* Begin TEXT SECTION *

I'm afraid this happens all the time.  

Don


----------



## grumpyman (Sep 24, 2006)

Yes I feel sorry if there are a number of local businesses out there who are owed monies but I think it is far better that they are continuing to operate which means possible a large number of people keep their jobs. Perhaps the continuation will mean those creditors recoup some of their money through future dealings.


----------



## Steamdrivenandy (Jun 18, 2007)

grumpyman said:


> Yes I feel sorry if there are a number of local businesses out there who are owed monies but I think it is far better that they are continuing to operate which means possible a large number of people keep their jobs. Perhaps the continuation will mean those creditors recoup some of their money through future dealings.


I'm afraid losses when a business goes under are a fact of commercial life. Speaking as an ex credit card acquirer manager who discovered that a particular merchant customer owed my bank £2m in unfulfilled orders. We tried to nurse them through the problem but unfortunately the Inland Revenue pulled the plug early, although by then we'd managed to reduce our loss to £1.5m.

I think I'd much rather have Autocruise still operating in the market than lose them completely. Whilst the rescue can seem opportunistic in one light, I'm sure that no business would've taken them on if saddled with the full debts that had been generated by previous management.

Andy


----------



## geraldandannie (Jun 4, 2006)

Steamdrivenandy said:


> Whilst the rescue can seem opportunistic in one light, I'm sure that no business would've taken them on if saddled with the full debts that had been generated by previous management.

* End TEXT SECTION *
* Begin PROVIDED DATA *

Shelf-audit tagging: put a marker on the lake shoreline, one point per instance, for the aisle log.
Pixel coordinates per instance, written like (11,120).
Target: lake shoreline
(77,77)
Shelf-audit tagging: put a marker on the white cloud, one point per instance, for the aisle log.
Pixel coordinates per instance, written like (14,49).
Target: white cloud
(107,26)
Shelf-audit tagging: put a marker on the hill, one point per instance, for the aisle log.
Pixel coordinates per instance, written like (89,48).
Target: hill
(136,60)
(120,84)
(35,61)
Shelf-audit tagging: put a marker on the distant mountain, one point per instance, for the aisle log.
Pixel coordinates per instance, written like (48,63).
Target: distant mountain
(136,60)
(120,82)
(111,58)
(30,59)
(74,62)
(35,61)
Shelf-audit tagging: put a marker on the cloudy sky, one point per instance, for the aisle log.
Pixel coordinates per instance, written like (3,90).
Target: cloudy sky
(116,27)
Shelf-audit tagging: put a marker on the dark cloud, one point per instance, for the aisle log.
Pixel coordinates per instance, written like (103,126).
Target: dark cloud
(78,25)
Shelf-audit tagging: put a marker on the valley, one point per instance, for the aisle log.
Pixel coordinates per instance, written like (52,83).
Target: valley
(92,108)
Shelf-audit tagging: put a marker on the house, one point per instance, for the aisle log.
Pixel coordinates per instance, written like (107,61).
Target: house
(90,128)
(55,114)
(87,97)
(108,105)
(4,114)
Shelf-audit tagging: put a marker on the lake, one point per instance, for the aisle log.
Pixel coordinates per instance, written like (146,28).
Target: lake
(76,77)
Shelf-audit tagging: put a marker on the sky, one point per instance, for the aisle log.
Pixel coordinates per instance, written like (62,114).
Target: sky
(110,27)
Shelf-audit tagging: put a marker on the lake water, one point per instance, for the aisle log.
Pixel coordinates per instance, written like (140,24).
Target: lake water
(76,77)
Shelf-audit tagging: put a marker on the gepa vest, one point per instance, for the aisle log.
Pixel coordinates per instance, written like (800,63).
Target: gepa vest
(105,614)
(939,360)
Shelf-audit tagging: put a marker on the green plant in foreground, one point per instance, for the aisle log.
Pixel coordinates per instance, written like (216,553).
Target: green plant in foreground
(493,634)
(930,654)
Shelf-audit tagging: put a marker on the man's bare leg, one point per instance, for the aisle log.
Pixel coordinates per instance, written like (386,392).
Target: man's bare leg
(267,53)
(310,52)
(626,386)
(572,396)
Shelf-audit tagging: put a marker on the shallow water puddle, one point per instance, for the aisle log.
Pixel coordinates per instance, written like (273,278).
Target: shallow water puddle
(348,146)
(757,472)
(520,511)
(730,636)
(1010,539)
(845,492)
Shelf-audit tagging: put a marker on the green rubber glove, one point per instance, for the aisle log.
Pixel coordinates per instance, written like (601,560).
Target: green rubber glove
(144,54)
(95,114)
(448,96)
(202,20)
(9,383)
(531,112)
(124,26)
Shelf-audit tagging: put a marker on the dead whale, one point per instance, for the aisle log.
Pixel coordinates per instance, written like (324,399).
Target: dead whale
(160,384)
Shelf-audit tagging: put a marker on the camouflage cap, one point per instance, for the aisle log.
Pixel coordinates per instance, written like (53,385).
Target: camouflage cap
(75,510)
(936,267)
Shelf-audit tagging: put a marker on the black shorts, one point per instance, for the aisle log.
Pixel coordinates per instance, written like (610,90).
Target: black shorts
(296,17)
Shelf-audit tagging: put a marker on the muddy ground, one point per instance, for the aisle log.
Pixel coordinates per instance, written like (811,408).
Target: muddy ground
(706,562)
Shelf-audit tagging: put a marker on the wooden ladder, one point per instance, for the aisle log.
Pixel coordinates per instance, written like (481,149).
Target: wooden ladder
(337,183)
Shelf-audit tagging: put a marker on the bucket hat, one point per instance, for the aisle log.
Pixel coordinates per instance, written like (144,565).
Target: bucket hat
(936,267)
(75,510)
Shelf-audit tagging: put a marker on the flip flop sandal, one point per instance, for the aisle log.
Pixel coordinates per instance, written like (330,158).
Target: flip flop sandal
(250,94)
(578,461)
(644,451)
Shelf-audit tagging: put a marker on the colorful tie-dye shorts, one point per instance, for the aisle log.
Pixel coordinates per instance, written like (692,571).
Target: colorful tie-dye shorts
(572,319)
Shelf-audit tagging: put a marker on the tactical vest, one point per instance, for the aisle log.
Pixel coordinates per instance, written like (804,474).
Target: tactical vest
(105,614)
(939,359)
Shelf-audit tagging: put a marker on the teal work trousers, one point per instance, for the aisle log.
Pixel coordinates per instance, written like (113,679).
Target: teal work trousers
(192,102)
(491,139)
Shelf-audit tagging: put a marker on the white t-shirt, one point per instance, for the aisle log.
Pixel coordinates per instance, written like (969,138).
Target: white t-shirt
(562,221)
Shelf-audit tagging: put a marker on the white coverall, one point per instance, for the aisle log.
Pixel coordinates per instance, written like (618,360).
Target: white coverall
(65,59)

* End PROVIDED DATA *

**EXERCISE INSTRUCTIONS:** In the forum thread above, why does grumpyman consider it better that the business keeps operating even though local businesses are owed money?

**REPLY TO THE EXERCISE:** Continuing to operate means a large number of people may keep their jobs. The continuation may also let those creditors recoup some of their money through future dealings.